杜の響き  

     
               「杜の響き」
メッセージ 第60章

                  

        去る9月24日国連気候行動サミットで述べた北欧スウエーデンの16才少女
       グレタ・トウンベリさんの進まぬ地球温暖化防止対策への警鐘批判は強烈であった。
        世界の指導者を前に現在討議している諸施策の不備を突き「あなた達の話は金
       と永遠の経済成長というおとぎ話だけ」加えて「私は本来学校に行ってるべきだ」
       とも述べています。自ら興した気候の為の学校ストライキの意義を強調しました。

       彼女の興した行動に世界の眼は節穴ではなく、僅か一年で何百万もの人々の心を
      揺さぶり、国連での演説にまで至りました。

- **バウンディングボックス注釈の記録**:
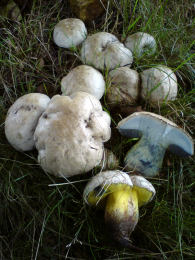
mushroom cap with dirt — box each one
[140,65,178,106]
[125,32,156,58]
[83,170,156,247]
[53,18,87,49]
[117,112,194,177]
[81,32,133,70]
[61,65,105,99]
[106,67,139,106]
[5,93,50,151]
[34,92,111,177]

- **演習課題**:
• 1. 次の(a)〜(c)の記述が本文の内容と一致するかどうか、それぞれ「はい」か「いいえ」で答え、判断の根拠となる本文の語句をそのまま引用してください。(a) 演説は国連気候行動サミットで行われた。(b) 演説した少女はノルウェーの出身である。(c) 彼女の行動が多くの人々の心を揺さぶるまでには数年を要した。
• 2. 本文によれば、グレタ・トウンベリさんが自ら興したものは何ですか。
記録は本文とは別個の資料です。

- **解答一覧**:
• 1.
(a) はい。「去る9月24日国連気候行動サミットで述べた」
(b) いいえ。「北欧スウエーデンの16才少女」
(c) いいえ。「僅か一年で何百万もの人々の心を」

• 2. 気候の為の学校ストライキです。